What you will do>
#1 Name every person the post on strategic defaulters and Irish pubs lists as one to whom "strategic defaulters" are "so beloved."
#2 Answer these questions from the post on strategic defaulters and Irish pubs:
(a) How many Irish pubs have been forced to shut their doors?
(b) In which county are the narrow roads that Mike Parker drives along?
(c) Who is named as the author of the Der Spiegel article?
#3 From the post on strategic defaulters and Irish pubs, reproduce the passage from "With high unemployment, a" to "in southwestern Ireland." word for word.

Document text>
^^^^^^^^

Maybe she needs to become one of those nasty “strategic defaulters” that are so beloved of Ritchie Boucher, David Duffy, Gregory Connor, Karl Dieter. Karl also uses an interesting distinction between what he calls the ‘honest poor and the rich poor and of course it is the rich poor who are Karl’s clients. Surely they all cannot be wrong can they? “Strategic Defaulter” is has to be up there with the best of them. “only game in town”, “cheapest bailout in the world,(so far)” add your own favourite!

fyi Der Spiegel

Last Call: Crisis Closes Pubs, Mainstay of Irish Society
By Patrick Kremers

With high unemployment, a surge in emigration and rising beer prices, Irish pubs are getting pinched by the crisis, and some 1,500 have been forced to shut their doors. But one entrepreneur has found a novel way to keep patrons and hold his community together.
A thick fog blankets Kilfynn. Despite poor visibility, Mike Parker steps on the gas. It’s half past midnight, and it’s been a long day. He can only go to bed once he’s gotten John and Dan home safe.

“The two had a few beers in my pub,” he says. And it would be “much too dangerous” to let them go home alone and drunk in this weather along the narrow roads that wind through the countryside here in County Kerry, in southwestern Ireland.

http://www.spiegel.de/international/europe/economic-crisis-leads-to-mass-closing-of-irish-pubs-a-914375.html#ref=nl-international

Methinks high time for Colm McCarthy to pin a piece of critical realism for Der Spiegel International ….

^^^^^^^^

Items from a dataset:

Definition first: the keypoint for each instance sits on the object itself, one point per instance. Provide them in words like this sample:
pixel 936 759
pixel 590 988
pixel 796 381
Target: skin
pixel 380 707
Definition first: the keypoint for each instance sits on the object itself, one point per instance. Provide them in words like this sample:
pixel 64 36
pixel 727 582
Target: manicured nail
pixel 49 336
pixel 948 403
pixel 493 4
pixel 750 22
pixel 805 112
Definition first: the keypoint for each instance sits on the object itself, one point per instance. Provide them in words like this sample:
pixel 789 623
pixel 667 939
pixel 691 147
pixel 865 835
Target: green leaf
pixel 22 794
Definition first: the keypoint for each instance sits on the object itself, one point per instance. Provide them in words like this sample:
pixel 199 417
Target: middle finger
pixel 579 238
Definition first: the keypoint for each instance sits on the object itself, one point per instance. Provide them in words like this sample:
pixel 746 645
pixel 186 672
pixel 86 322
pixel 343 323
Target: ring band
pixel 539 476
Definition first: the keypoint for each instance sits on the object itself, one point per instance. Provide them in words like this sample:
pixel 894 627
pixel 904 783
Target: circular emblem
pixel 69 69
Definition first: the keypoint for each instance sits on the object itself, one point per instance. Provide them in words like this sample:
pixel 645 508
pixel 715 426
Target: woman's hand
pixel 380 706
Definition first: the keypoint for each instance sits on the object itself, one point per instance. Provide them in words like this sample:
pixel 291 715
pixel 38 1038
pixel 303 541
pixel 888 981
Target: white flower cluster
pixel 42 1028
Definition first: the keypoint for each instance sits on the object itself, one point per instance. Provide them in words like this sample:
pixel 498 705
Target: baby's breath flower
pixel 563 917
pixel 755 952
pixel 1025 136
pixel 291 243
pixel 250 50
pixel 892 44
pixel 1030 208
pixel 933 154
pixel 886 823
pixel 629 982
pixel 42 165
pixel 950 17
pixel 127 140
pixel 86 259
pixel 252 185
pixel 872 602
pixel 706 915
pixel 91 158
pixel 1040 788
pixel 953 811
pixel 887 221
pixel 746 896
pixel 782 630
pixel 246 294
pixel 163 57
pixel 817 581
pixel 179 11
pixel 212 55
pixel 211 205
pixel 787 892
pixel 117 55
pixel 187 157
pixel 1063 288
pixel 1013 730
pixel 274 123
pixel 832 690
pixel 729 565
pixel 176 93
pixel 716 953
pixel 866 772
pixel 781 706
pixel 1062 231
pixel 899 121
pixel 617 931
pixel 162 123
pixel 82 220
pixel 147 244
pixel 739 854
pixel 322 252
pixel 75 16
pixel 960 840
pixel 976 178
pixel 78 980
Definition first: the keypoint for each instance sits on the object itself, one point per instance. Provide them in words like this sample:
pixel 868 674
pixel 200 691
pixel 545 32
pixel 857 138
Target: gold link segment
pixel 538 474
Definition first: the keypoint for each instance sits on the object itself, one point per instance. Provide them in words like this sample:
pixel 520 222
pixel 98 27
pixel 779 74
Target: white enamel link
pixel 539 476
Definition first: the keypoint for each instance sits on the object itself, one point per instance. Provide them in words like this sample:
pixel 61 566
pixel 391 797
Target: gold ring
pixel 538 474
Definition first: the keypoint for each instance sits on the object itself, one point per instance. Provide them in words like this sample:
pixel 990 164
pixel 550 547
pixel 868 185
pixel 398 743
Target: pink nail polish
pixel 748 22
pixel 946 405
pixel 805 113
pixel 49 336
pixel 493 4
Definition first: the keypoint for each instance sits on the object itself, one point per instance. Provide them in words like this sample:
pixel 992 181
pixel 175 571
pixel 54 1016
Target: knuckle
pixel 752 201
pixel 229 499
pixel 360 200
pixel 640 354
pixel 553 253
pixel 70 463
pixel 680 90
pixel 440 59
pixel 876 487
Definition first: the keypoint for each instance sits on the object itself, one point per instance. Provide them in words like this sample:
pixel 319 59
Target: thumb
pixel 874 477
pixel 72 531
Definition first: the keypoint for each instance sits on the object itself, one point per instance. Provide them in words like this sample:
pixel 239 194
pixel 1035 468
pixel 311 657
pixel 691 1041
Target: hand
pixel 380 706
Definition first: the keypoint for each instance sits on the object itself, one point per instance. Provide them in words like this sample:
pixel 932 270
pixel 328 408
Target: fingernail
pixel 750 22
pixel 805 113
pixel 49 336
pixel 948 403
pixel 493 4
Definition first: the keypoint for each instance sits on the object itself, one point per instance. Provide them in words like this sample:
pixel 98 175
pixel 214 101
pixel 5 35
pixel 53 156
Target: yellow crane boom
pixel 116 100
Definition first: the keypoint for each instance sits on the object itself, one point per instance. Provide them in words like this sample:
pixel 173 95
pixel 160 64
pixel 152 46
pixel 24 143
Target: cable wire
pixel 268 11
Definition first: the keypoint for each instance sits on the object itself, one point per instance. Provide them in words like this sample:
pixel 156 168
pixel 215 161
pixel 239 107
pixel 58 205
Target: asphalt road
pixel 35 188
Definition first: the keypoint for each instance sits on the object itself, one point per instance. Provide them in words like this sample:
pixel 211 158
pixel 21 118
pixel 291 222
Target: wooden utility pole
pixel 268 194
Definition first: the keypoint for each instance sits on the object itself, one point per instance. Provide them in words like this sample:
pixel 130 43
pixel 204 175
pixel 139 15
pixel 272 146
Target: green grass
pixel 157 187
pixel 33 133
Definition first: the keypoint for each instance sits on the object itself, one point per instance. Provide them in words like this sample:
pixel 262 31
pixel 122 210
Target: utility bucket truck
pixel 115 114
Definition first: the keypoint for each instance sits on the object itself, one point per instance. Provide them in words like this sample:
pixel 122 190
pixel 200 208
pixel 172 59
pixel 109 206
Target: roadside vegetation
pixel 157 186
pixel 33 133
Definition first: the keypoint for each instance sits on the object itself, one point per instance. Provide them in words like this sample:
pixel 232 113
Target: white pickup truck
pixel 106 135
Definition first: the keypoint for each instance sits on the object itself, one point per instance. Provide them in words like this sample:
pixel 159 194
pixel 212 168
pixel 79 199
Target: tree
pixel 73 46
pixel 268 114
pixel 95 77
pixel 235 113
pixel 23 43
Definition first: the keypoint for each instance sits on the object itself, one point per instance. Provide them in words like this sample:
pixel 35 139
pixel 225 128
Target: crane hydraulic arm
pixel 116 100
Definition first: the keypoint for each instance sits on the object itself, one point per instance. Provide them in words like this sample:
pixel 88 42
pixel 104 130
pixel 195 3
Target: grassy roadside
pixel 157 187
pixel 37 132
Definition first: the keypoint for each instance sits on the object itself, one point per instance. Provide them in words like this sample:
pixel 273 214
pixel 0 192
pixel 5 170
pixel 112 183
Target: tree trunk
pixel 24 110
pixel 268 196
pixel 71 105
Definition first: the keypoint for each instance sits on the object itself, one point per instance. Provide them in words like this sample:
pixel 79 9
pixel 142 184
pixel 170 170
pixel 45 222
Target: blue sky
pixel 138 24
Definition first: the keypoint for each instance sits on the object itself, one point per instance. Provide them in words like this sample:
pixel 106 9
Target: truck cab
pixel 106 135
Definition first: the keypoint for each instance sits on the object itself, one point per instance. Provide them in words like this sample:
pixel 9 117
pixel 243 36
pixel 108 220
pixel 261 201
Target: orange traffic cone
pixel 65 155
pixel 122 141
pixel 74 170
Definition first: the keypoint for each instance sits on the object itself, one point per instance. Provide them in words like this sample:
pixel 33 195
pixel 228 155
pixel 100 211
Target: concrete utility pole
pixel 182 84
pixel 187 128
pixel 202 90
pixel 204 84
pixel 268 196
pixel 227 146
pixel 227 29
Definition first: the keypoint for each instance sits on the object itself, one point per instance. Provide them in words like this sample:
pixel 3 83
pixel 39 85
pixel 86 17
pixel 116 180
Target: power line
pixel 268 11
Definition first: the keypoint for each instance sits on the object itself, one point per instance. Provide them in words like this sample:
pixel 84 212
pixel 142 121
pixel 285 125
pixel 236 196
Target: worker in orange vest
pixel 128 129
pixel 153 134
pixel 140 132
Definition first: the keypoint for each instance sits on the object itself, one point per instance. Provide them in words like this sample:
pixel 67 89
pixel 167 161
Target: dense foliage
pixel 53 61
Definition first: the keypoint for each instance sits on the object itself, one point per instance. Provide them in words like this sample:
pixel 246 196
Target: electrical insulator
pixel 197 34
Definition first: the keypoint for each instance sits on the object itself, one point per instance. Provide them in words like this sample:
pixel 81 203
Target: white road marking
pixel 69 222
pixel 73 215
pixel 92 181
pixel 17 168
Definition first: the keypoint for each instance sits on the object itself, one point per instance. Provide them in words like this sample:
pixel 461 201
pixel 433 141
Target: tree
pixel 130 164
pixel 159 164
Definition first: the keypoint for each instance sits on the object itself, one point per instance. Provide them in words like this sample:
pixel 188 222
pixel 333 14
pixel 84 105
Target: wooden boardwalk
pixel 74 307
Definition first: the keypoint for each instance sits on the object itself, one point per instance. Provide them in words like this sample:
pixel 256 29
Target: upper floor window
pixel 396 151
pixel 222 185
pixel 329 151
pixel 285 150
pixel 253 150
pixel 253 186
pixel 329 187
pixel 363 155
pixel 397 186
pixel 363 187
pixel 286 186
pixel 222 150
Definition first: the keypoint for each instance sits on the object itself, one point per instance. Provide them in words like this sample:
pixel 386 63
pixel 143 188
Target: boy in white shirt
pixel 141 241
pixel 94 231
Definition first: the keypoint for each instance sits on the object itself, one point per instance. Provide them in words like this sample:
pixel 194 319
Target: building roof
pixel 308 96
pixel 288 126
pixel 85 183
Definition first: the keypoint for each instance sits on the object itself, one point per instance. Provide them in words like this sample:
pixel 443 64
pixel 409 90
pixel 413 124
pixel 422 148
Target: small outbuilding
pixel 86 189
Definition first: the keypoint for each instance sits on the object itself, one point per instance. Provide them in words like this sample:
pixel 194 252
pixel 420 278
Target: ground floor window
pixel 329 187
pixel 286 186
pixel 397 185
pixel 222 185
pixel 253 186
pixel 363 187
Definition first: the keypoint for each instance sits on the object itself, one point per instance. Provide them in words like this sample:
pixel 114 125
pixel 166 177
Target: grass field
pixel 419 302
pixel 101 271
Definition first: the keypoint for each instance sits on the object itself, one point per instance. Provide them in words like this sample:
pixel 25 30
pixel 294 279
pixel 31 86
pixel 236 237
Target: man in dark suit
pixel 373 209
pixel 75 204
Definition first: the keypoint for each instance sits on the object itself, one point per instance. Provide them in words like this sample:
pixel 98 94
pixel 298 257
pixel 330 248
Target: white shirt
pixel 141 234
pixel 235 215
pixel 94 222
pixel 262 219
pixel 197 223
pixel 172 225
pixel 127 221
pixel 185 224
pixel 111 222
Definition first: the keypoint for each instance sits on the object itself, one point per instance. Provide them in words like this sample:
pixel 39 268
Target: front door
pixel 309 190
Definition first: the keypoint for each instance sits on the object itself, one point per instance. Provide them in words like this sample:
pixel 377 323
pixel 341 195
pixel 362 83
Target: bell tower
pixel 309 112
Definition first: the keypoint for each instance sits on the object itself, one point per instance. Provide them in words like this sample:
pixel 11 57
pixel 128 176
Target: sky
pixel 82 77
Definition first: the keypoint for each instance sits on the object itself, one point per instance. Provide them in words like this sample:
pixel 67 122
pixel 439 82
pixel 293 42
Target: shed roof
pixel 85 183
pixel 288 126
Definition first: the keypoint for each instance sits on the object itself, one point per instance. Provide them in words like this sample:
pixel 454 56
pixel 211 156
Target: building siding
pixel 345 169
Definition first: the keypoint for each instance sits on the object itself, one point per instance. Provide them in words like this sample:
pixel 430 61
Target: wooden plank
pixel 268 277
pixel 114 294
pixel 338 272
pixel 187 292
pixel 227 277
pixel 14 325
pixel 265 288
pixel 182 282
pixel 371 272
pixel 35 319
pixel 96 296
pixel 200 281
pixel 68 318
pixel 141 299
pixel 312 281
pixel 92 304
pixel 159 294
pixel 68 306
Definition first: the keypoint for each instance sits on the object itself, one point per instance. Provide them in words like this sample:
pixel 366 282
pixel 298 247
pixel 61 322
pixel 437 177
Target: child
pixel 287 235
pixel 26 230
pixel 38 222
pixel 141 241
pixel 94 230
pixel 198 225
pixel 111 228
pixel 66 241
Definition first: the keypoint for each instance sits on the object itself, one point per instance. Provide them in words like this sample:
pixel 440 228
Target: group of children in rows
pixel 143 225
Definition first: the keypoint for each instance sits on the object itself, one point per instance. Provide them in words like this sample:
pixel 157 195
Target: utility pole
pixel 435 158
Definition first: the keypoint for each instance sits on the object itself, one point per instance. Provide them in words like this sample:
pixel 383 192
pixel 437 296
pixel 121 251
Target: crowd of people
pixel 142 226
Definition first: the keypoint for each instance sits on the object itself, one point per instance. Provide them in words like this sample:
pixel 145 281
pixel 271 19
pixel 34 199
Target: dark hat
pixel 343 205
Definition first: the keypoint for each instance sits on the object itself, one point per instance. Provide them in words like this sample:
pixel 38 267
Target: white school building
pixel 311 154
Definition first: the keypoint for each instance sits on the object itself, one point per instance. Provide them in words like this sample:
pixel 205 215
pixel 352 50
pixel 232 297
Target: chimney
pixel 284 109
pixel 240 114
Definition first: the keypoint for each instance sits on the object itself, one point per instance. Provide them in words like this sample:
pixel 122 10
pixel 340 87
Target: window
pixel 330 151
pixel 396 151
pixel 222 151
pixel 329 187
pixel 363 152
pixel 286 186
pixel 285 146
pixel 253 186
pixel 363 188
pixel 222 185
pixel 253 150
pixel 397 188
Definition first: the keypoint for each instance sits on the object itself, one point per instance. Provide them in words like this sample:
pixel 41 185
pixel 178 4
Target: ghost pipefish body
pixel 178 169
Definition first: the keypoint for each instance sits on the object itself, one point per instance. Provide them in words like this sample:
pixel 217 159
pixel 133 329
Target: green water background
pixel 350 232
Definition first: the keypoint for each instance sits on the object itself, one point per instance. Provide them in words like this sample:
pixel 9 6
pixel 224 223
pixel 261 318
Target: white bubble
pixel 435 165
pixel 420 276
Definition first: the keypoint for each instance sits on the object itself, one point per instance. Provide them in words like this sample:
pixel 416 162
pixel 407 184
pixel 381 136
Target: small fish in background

^^^^^^^^

Answer list>
#1
Ritchie Boucher
David Duffy
Gregory Connor
Karl Dieter

#2
(a) Some 1,500.
(b) County Kerry.
(c) Patrick Kremers.

#3
With high unemployment, a surge in emigration and rising beer prices, Irish pubs are getting pinched by the crisis, and some 1,500 have been forced to shut their doors. But one entrepreneur has found a novel way to keep patrons and hold his community together.
A thick fog blankets Kilfynn. Despite poor visibility, Mike Parker steps on the gas. It’s half past midnight, and it’s been a long day. He can only go to bed once he’s gotten John and Dan home safe.

“The two had a few beers in my pub,” he says. And it would be “much too dangerous” to let them go home alone and drunk in this weather along the narrow roads that wind through the countryside here in County Kerry, in southwestern Ireland.